··· EXTRACTED ENTRIES

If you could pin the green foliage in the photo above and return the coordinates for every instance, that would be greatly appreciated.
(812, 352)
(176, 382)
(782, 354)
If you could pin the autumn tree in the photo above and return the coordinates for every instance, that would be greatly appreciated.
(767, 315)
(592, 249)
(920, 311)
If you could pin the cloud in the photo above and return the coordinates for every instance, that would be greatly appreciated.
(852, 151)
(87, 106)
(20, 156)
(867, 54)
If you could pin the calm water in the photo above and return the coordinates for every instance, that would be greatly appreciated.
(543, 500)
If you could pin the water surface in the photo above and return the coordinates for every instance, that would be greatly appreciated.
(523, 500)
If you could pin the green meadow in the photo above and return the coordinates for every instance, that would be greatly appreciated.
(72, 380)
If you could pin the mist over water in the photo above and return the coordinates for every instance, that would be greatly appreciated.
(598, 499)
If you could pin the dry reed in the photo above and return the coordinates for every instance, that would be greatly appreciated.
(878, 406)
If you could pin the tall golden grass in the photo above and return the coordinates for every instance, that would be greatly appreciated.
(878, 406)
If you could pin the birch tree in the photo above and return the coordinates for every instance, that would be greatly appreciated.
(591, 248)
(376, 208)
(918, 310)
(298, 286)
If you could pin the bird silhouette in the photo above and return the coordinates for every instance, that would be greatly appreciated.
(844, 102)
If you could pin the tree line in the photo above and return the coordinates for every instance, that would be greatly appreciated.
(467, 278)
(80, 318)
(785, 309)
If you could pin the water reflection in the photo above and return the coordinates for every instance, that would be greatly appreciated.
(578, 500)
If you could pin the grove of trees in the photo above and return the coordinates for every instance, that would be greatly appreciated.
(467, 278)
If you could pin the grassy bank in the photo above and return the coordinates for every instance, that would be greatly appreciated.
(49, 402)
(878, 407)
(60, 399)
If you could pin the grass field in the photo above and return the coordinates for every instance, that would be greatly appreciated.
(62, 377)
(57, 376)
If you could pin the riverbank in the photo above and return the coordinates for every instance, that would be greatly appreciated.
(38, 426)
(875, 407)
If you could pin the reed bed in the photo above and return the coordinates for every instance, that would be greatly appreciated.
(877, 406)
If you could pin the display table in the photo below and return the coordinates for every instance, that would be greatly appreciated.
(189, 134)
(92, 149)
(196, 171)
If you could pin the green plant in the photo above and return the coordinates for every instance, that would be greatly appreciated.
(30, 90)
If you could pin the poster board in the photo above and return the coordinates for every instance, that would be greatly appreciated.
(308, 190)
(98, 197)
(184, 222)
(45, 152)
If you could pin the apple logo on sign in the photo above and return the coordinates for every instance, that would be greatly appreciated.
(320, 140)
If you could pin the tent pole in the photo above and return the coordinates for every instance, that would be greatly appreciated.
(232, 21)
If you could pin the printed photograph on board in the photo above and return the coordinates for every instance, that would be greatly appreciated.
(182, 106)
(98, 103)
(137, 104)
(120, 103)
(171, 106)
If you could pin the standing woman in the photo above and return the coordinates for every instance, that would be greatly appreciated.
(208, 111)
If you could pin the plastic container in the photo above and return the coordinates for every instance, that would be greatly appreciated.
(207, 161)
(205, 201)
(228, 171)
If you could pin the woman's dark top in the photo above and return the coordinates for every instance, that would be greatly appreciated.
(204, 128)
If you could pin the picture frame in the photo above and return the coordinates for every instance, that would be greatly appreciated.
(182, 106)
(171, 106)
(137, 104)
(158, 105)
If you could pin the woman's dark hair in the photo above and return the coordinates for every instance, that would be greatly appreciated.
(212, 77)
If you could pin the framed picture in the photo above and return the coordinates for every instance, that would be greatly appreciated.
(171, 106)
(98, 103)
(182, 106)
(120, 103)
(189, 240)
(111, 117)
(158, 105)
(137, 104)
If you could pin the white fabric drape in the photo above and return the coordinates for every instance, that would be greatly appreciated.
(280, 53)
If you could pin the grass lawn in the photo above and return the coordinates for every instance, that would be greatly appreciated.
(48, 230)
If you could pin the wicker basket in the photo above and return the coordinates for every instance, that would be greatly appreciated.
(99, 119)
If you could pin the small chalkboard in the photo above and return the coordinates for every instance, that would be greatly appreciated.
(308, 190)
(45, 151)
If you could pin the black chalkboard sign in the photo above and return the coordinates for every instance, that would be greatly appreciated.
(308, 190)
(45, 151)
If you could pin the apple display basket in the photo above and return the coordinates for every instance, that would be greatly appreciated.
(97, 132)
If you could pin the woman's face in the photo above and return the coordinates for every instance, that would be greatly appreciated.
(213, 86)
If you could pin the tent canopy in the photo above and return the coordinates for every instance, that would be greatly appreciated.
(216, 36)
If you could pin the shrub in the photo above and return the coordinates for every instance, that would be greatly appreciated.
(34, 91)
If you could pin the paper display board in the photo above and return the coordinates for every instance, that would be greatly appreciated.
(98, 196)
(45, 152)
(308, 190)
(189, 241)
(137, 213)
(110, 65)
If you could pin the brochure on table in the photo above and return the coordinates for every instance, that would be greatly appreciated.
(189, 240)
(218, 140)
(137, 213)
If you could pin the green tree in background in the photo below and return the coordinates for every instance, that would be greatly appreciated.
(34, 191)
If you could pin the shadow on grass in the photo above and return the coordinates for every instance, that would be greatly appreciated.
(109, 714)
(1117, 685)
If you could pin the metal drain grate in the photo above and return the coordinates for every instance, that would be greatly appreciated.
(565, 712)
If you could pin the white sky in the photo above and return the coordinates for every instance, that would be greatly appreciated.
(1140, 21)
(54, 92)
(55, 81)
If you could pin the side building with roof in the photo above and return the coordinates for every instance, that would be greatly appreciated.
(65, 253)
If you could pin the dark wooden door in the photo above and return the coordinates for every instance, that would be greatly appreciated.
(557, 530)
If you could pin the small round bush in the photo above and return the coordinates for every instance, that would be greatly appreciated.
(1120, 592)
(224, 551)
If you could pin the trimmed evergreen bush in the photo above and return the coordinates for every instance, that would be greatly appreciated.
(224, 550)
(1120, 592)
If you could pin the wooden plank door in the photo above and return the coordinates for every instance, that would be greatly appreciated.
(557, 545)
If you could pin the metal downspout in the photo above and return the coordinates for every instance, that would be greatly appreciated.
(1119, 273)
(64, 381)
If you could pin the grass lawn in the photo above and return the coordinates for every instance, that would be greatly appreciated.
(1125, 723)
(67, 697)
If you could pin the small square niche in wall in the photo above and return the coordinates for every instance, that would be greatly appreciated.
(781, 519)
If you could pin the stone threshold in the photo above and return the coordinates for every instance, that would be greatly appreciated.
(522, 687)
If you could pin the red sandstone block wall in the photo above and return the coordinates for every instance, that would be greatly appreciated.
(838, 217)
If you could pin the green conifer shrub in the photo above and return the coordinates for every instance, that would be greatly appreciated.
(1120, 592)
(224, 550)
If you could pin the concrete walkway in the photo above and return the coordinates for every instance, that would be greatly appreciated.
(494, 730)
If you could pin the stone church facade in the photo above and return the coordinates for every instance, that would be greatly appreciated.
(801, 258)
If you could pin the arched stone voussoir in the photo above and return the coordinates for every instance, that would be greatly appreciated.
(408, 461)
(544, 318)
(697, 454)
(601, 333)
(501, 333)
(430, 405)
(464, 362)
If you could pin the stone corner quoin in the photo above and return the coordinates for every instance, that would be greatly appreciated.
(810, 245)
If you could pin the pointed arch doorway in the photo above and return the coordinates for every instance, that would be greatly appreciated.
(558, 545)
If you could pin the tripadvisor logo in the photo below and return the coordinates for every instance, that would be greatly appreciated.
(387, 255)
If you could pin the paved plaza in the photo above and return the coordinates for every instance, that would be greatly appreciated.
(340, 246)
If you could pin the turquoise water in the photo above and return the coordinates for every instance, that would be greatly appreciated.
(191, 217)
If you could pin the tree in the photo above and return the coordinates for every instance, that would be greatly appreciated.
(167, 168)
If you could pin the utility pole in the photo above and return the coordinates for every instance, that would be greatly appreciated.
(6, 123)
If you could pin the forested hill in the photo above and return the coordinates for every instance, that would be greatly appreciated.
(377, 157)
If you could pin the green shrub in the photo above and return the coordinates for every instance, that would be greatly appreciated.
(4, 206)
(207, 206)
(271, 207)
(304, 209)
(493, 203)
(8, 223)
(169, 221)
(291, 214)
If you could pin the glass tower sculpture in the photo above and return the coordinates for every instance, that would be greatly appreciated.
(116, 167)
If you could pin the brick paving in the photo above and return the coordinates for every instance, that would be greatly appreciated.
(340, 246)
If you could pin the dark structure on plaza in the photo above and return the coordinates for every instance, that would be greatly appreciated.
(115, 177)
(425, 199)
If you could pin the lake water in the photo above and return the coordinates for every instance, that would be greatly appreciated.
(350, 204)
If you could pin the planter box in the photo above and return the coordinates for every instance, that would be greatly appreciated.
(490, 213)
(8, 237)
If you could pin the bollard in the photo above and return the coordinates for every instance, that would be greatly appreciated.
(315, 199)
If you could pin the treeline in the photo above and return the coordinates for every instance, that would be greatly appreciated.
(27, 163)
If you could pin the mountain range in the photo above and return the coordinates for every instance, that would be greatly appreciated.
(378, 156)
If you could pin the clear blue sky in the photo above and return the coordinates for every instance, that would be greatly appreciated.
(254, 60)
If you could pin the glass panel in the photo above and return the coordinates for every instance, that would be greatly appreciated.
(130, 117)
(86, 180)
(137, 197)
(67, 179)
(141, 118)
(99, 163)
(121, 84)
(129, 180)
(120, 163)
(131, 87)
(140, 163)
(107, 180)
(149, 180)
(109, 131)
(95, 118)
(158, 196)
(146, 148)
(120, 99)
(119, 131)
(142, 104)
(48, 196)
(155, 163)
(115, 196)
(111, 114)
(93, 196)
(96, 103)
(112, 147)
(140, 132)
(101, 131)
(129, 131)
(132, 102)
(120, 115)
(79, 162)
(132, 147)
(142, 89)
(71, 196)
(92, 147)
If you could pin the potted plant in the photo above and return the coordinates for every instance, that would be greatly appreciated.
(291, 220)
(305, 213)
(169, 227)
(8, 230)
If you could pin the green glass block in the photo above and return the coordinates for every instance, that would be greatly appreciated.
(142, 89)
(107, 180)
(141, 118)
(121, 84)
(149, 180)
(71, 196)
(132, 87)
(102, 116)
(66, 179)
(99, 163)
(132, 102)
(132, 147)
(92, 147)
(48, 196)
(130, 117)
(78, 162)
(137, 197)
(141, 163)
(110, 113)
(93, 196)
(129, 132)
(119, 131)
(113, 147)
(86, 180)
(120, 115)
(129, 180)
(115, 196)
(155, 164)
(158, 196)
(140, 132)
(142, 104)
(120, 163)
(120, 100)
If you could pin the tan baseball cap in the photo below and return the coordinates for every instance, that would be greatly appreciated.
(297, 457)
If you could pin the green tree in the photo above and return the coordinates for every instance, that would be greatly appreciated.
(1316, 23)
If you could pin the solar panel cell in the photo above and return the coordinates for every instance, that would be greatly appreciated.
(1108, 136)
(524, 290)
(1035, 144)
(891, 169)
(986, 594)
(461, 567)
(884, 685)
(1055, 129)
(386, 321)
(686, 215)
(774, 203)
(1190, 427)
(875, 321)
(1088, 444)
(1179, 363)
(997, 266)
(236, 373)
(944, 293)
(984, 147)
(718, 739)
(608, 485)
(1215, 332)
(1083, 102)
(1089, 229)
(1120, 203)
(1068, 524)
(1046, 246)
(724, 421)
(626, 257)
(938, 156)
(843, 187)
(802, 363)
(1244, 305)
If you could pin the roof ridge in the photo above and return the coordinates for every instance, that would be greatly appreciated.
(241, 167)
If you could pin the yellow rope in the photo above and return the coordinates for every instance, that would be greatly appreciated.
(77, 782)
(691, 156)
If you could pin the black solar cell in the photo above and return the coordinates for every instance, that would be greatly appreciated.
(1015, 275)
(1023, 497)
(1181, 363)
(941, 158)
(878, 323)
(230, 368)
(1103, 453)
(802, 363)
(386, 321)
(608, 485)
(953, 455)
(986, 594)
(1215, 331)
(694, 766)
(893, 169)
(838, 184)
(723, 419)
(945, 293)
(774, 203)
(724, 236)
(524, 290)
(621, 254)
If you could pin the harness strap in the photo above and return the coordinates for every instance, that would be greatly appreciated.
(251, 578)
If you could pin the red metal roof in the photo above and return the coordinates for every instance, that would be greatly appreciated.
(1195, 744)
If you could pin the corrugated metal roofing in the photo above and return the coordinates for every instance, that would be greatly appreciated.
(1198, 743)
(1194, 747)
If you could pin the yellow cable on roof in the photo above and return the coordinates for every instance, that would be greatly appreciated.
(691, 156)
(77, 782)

······

● **REQUIRED WORK**:
Convert the records between the line containing "If you could pin the harness" and the line containing "(1195, 744)", inclusive, into a numbered list with blank lines omitted.

● **WORKED SOLUTION**:
1. If you could pin the harness strap in the photo above and return the coordinates for every instance, that would be greatly appreciated.
2. (251, 578)
3. If you could pin the red metal roof in the photo above and return the coordinates for every instance, that would be greatly appreciated.
4. (1195, 744)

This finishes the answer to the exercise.